• WHAT YOU NEED TO DO: Reproduce the lines of the listing below word for word, starting with the line that contains "Accessibility service: describe" and continuing through the line that contains "469,117 -> 500,140", both included.

• RECORDS TO USE:
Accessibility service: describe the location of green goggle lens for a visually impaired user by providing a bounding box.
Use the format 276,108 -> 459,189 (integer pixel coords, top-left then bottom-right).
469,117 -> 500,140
--
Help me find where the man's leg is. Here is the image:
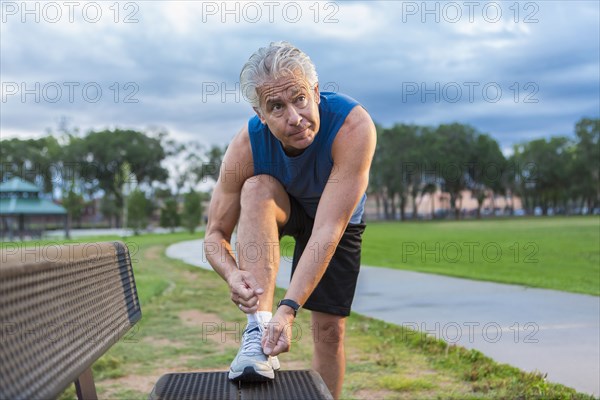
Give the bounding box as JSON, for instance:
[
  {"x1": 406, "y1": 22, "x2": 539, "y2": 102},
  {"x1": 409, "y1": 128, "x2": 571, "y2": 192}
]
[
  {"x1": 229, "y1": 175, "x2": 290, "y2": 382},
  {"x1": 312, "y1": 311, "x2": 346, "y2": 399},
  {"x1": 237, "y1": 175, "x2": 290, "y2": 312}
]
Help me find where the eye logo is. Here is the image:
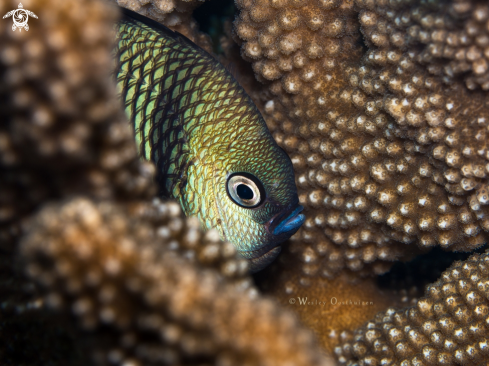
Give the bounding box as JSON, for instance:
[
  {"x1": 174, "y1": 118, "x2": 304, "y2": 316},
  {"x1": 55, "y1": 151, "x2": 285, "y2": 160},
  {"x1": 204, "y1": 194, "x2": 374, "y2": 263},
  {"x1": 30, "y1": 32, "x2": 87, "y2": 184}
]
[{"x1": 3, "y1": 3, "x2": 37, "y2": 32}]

• RESULT OF THE EXERCISE:
Accessibility service: describe the location of green goggle lens for a visually impaired user by providing a bounding box.
Use the format 276,108 -> 459,189 (integer pixel coords, top-left then bottom-right).
469,117 -> 500,140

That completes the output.